_Passage shown_.
********

Things really aren’t looking particularly bright for Zuck and co right now. Losing share, losing hundreds of billions in value, a pivot story the market isn’t buying, a sea of dirty laundry about to be aired in public. And, possibly, personal criminal proceedings to top it all off.
Good. It couldn’t happen to a nicer bunch of people. Meta is a terrible company, and it’s about time it reaped what it has sown.
3. Tools, not rules.
tl;dr: Every model doesn’t fit every brand.
Something that drives me crazy about strategy in general, and brand strategy in particular, is the idea that models and frameworks in and of themselves define the answer, representing rules that you must follow instead of a set of tools to pick and choose from depending on circumstances. Unfortunately, whether we like it or not, our choice of frameworks and models and their underlying assumptions will, to a large extent, dictate what our strategic outputs will be.
It’s a phenomenon particularly apparent at larger agencies, consultancies, and brands where actual thinking has long been collateral damage in a quest to productize the strategy process, but it’s by no means limited to these firms.
The challenge inherent in such dogma first became apparent when I started working in “corporate branding,” where we were defining brands for large, complex entities with hundreds, sometimes thousands of products and tens of thousands, sometimes hundreds of thousands of employees. As I was a voracious reader of all things brand, I quickly concluded that while most of what I was reading might apply to the CPG/FMCG space, what works for oven fries or diabetes in a foil wrapper has only limited value when applied to massive global corporations operating in complex stakeholder environments. And vice versa.
Today, far from this problem getting better, an explosion of social media-fueled snake-oil-selling, opinion masquerading as fact, and a desperate desire to stand out from the crowd, has precipitated an array of competing strategic approaches, all of which claim to be the way instead of a way.
Worse, the current environment seems to have devolved into an exercise in “I’m right, you’re an idiot” instead of any kind of thoughtful discourse.
Take purpose. As a branding concept it’s been talked to death and the battle lines are distinctly drawn between its proponents and opponents. Yet, the reality is that both sides can be right simultaneously. Clearly, it’s a strategy that can work, yet it’s not appropriate for every brand under every circumstance. As Unilever is beginning to find out.
Equally, I look at something like the “4 Cs of modern branding,” and it’s evident that while some or all of these Cs may be valuable to some brands under some circumstances, it won’t be suitable for all. Just take community, for instance. In the abstract, it sounds great, but we see how challenging it might be in application when we get specific. Imagine, for example, Cascade trying to build a community around dishwasher soap?
Or, take an idea that’s done the rounds in recent years that brands are like sports teams in that they need to build fans rather than customers. The truth is, very few brands work like sports teams because very few categories have the innate emotional attachment necessary to create true fandom. Imagine, for a second, referring to the customers of an insurance company as its “fans.” This simply doesn’t make sense and would likely send you down some terribly wrong paths were you to try. A videogame franchise, on the other hand, might be quite different.
It’s not that we should throw away our onions and triangles and models and frameworks and platforms and pillars and suchlike, or that we should ignore the snake-oil sellers and talking heads and book-writers. Quite the opposite, as they might have something we can use. It’s just that we need to mentally re-frame all of this as tools to be used rather than rules we should follow, which requires us to think critically about what we’re looking at, take the time to diagnose our situation, and then think about which of these tools might be the right one for any given circumstance.

********

_Set of tasks_.
a - Decide whether each statement agrees with the brand strategy passage. Answer yes or no, and quote the deciding words of the text.
(i) The author holds that purpose is appropriate for every brand.
(ii) The author finds the problem particularly apparent at larger agencies, consultancies, and brands.
(iii) Most categories have the emotional attachment needed for true fandom.
b - Using the brand strategy passage, answer these questions.
(i) Which company is beginning to find out that purpose does not suit every brand?
(ii) Which brand is imagined trying to build a community around dishwasher soap?
(iii) What kind of company is it that would make no sense to call its customers "fans"?
c - From the brand strategy passage, list every item that the final paragraph says we should not throw away.

********

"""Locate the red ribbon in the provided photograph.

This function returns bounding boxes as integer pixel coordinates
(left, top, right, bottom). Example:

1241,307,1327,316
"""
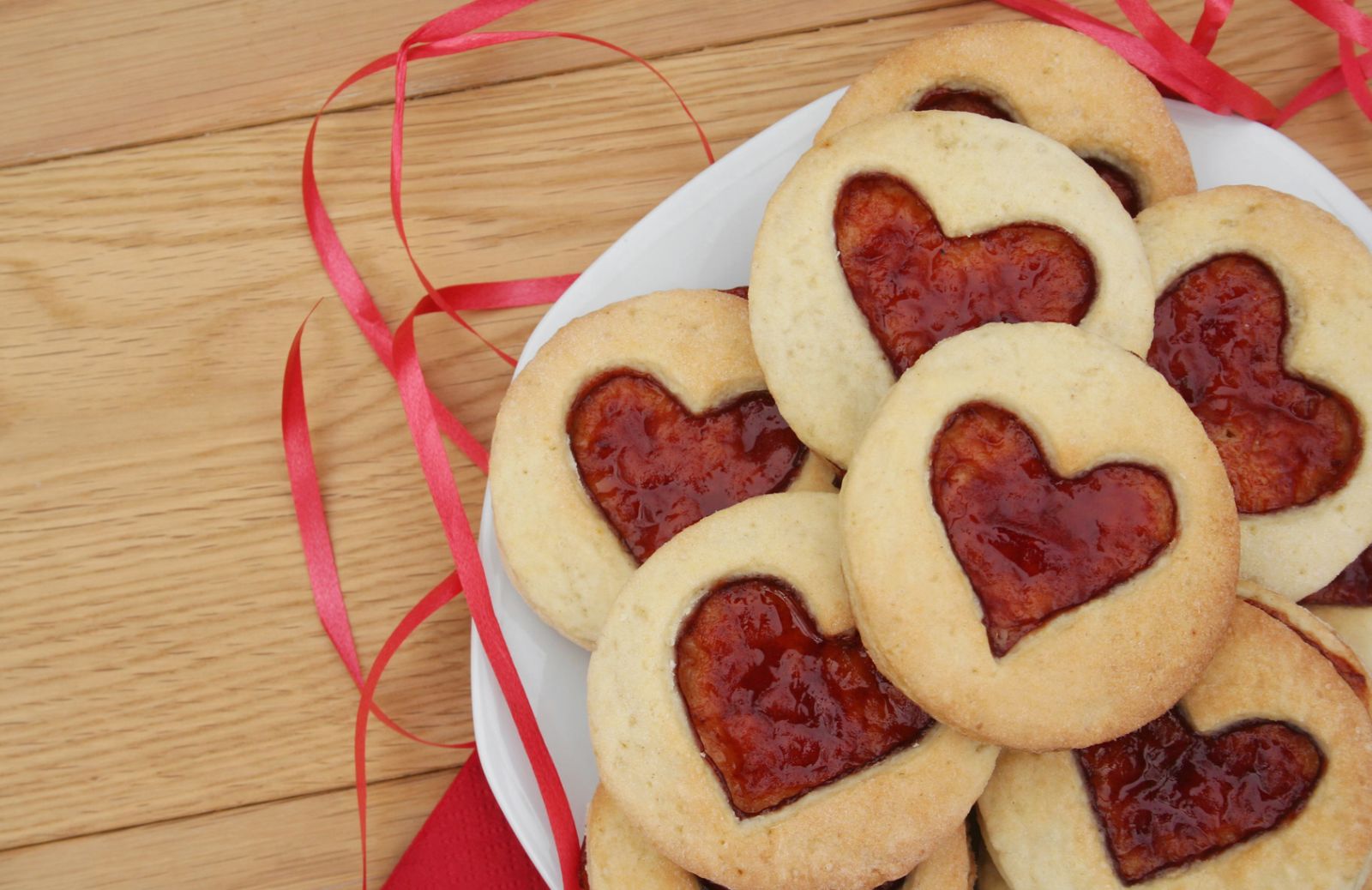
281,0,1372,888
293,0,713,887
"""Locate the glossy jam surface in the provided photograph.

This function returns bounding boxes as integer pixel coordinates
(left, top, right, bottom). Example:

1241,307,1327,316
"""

********

_Replies_.
a -
(i) No: "it’s not appropriate for every brand under every circumstance."
(ii) Yes: "It’s a phenomenon particularly apparent at larger agencies, consultancies, and brands"
(iii) No: "very few categories have the innate emotional attachment necessary to create true fandom."

b -
(i) Unilever
(ii) Cascade
(iii) An insurance company

c - onions, triangles, models, frameworks, platforms, pillars